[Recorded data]
* * * *
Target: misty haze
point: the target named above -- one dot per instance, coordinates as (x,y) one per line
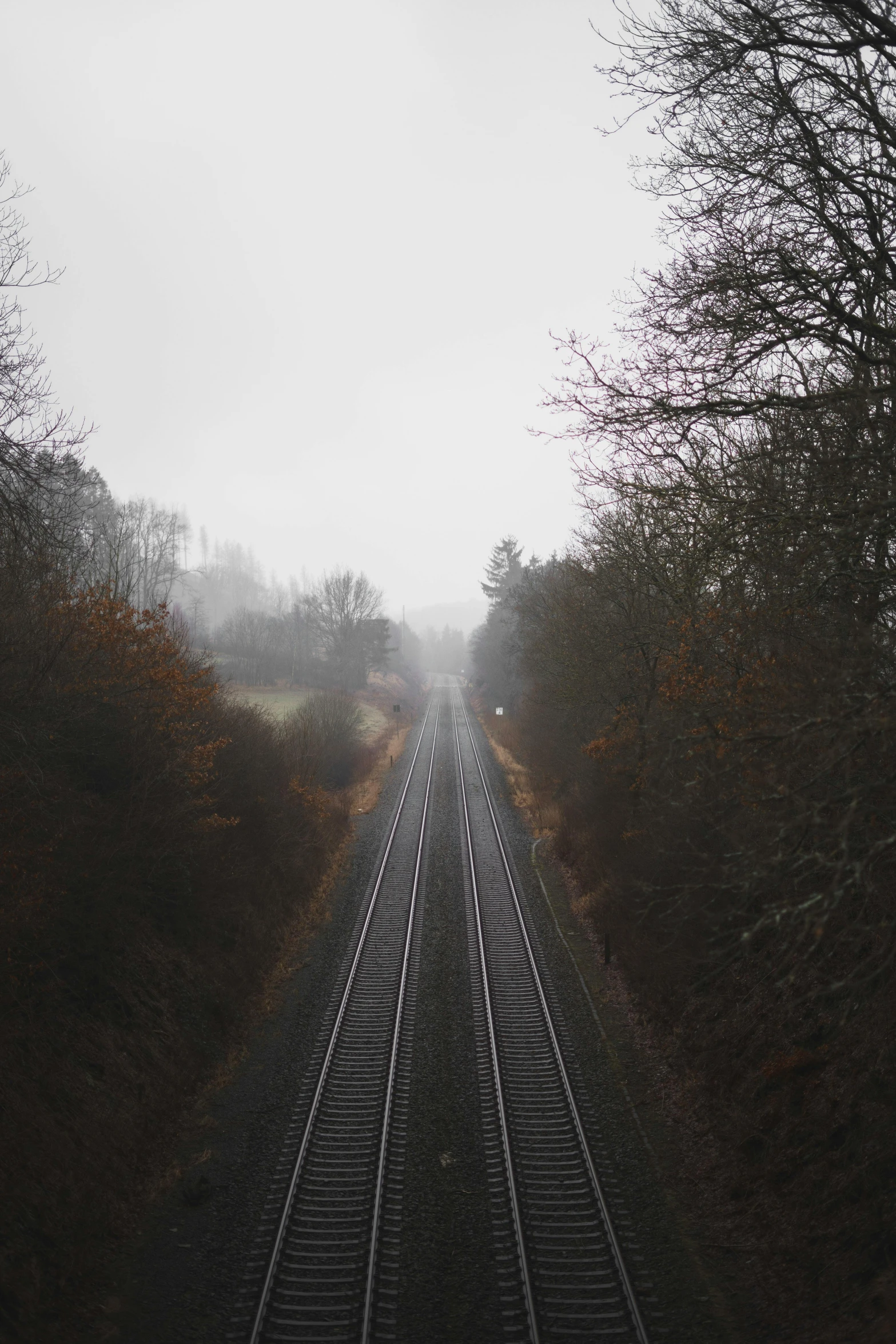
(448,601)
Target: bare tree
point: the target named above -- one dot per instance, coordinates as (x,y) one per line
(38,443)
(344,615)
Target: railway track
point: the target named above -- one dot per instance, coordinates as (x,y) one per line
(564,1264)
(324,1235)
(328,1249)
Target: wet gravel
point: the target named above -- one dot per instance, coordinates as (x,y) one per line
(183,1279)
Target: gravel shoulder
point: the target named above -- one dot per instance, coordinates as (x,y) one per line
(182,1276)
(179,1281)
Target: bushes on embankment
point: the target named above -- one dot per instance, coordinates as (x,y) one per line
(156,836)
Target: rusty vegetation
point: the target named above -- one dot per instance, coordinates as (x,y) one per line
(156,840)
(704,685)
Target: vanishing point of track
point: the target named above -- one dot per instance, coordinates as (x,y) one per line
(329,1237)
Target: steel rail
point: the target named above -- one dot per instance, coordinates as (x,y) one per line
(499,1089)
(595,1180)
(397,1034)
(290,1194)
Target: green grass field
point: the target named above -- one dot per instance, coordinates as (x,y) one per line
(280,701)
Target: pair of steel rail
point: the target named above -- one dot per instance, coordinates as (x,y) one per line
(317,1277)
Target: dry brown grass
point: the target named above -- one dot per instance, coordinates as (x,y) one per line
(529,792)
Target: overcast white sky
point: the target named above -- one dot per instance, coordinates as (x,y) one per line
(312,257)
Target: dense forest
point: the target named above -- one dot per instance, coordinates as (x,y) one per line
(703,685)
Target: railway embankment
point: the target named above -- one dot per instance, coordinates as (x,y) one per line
* * * *
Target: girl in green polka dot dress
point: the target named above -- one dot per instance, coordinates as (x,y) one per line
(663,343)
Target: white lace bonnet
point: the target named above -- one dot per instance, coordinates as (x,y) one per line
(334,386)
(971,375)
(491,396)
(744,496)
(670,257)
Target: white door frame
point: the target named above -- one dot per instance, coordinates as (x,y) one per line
* * * *
Across the data, pull every line containing the string "track".

Target: railway track
Target: vanishing point of track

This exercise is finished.